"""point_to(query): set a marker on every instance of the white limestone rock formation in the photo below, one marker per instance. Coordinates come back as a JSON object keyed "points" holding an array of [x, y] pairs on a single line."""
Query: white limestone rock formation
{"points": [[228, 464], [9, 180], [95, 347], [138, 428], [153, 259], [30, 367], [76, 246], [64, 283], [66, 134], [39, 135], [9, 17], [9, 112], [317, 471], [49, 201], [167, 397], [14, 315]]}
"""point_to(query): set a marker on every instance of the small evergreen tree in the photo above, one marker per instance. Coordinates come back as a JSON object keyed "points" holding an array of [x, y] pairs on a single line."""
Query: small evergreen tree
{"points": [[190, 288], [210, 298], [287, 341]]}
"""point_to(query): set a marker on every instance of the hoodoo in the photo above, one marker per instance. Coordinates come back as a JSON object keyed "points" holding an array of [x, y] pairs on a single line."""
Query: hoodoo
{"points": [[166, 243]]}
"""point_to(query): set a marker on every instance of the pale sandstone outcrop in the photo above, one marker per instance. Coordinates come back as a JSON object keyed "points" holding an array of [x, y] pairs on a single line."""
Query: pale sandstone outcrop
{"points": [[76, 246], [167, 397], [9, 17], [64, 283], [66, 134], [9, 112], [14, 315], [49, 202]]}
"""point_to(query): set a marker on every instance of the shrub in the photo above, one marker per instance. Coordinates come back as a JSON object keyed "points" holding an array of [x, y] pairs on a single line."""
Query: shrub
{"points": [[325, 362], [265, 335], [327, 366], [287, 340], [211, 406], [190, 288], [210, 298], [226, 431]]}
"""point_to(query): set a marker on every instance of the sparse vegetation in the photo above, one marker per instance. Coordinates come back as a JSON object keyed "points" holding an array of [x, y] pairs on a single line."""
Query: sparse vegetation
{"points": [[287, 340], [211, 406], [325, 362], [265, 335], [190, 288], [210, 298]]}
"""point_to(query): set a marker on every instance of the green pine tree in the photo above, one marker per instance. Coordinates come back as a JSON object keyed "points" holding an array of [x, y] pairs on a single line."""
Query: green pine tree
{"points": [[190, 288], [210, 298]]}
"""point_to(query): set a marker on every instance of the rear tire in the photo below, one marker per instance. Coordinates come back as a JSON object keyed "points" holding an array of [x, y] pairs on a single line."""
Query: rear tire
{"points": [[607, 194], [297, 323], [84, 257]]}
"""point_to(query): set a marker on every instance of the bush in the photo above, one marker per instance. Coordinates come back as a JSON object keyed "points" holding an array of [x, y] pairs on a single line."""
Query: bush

**Goal**
Start at the line containing "of the rear" and stop after the last line of the entries. Write out every line in that range again, requests included, and add -94 to each coordinate in the answers.

**Solution to this exercise**
"""point_to(query): set a marker on every instance of the rear tire in the photo below, one marker per instance. Coordinates come back as a JSON object keyed "points" holding an array of [x, y] pairs on a single line."""
Query: rear tire
{"points": [[513, 100], [203, 229], [-10, 163]]}
"""point_to(query): set a marker on every instance of the bush in the photo above, one marker per instance. Coordinates come back as a JSON object keyed "points" holding an array of [x, y] pairs on a single line."""
Query: bush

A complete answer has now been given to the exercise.